**Text to read:**
Part 1: The Severe Snowfall of 17th-18th December 2010

Early December will be remembered by a number of local residents, though, for one thing: ice.  On the night of Friday December 3rd, fronts pushed in over Wales, bringing slightly milder air and outbreaks of snow - but rain and sleet mostly at valley level. It fell onto hard-frozen ground and this was the result. This is all ice - covering all surfaces and lethal to drivers and pedestrians alike, including yours truly who spent the 4th limping around with a badly-bashed knee!

Icy roads, early December, Machynlleth

Freezing rain is one of the most dangerous things the weather can dish up - it doesn't need to be excessive as rain, snow or winds do. Any freezing rain will do the job. Fortunately the weather cheered up a bit and my knee stopped hurting so with the forecast looking pretty dodgy for later the next week a firewood-gathering sortie was done. With this lot cut, split and stacked I was ready for everything!

Getting the firewood in!

Everything indeed began in the early hours of December 17th, following the clearance of a surging Arctic front the previous day. The winds following the front were northerly: however, a strong low-pressure system that had developed off the east coast of Greenland tracked south in the airflow - an unusual synoptic situation. As it approached the UK, the winds over Wales backed northwesterly. This was important: in such setups the prime driver of snowfall is convective showers that form over the warm seas adjacent to our coasts - the warm sea-cold air coupling creating the instability. Where the showers end up over land is down to the wind direction: in a Northerly they affect the northern coastal counties of Wales and also Pembrokeshire. The more west in the wind, the more extensive the area affected. By 0900 on the 17th, several centimetres of snow had fallen. I wandered down to Dyfi Bridge to be met with a heavy shower of graupel:

Dyfi Bridge and graupel shower

Graupel, sometimes called soft hail, forms when snowflakes within a cloud encounter tiny droplets of supercooled water. Its most important property however is that if a heavy fall occurs and gets incorporated into the snow-profile, its loose and rounded nature means that it does not bond properly like ordinary snowflakes: what results is an unstable layer within the snow, which can act as a focus for major slab avalanches. Climbers and skiers who dig test-pits to check snow-slope safety look for layers of this stuff, among other things.


In the nearby forestry, it was still and silent, with the snow stuck to everything....

Conifers and snow

...until, out of the stillness there came a sudden gust of wind. I just had time to compose and shoot as these tall trees shed their load of snow, filling the air with powder:

Avalanche from the Treetops!!

**Supplied records:**
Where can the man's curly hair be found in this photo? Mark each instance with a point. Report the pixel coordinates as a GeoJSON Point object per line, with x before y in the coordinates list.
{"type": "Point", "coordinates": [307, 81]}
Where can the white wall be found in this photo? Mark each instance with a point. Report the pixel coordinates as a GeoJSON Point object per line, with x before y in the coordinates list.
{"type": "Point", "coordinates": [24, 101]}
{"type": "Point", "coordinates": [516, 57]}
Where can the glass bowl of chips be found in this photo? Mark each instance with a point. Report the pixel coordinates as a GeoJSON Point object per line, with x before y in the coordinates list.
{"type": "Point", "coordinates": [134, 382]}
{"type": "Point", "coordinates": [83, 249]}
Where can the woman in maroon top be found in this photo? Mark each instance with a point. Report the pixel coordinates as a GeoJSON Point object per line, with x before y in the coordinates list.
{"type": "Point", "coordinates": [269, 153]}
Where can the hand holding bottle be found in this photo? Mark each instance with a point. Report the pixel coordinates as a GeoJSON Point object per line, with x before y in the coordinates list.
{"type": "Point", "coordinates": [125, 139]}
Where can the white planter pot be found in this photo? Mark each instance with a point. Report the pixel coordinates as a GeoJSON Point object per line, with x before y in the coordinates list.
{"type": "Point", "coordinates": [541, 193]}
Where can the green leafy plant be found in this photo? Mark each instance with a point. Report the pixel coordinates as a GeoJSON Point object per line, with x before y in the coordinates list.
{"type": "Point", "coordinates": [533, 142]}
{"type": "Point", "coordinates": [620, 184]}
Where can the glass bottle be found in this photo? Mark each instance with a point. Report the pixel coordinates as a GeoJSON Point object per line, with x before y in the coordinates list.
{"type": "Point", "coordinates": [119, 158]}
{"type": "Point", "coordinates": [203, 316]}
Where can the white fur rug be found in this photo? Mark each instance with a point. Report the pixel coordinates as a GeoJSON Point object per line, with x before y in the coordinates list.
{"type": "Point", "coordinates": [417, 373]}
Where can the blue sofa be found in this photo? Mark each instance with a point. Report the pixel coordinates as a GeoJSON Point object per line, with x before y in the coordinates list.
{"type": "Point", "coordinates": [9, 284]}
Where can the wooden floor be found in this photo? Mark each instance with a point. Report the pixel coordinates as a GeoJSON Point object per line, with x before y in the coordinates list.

**Work to complete:**
[1] Retype the snowfall passage word for word, between "Icy roads, early" and "ready for everything!", inclusive.
[2] Echo the entries word for word, between the line holding "Where can the green" and the last line of the entries, inclusive.
The entries have nothing to do with the snowfall passage.

**Responses in order:**
[1]
Icy roads, early December, Machynlleth

Freezing rain is one of the most dangerous things the weather can dish up - it doesn't need to be excessive as rain, snow or winds do. Any freezing rain will do the job. Fortunately the weather cheered up a bit and my knee stopped hurting so with the forecast looking pretty dodgy for later the next week a firewood-gathering sortie was done. With this lot cut, split and stacked I was ready for everything!

[2]
Where can the green leafy plant be found in this photo? Mark each instance with a point. Report the pixel coordinates as a GeoJSON Point object per line, with x before y in the coordinates list.
{"type": "Point", "coordinates": [533, 142]}
{"type": "Point", "coordinates": [620, 184]}
Where can the glass bottle be found in this photo? Mark each instance with a point. Report the pixel coordinates as a GeoJSON Point object per line, with x before y in the coordinates list.
{"type": "Point", "coordinates": [119, 158]}
{"type": "Point", "coordinates": [203, 316]}
Where can the white fur rug be found in this photo? Mark each instance with a point. Report the pixel coordinates as a GeoJSON Point object per line, with x before y in the coordinates list.
{"type": "Point", "coordinates": [417, 373]}
Where can the blue sofa be found in this photo? Mark each instance with a point. Report the pixel coordinates as a GeoJSON Point object per line, with x before y in the coordinates list.
{"type": "Point", "coordinates": [9, 284]}
Where can the wooden floor be found in this photo? Mark each instance with a point. Report the pixel coordinates as a GeoJSON Point object per line, with x before y in the coordinates list.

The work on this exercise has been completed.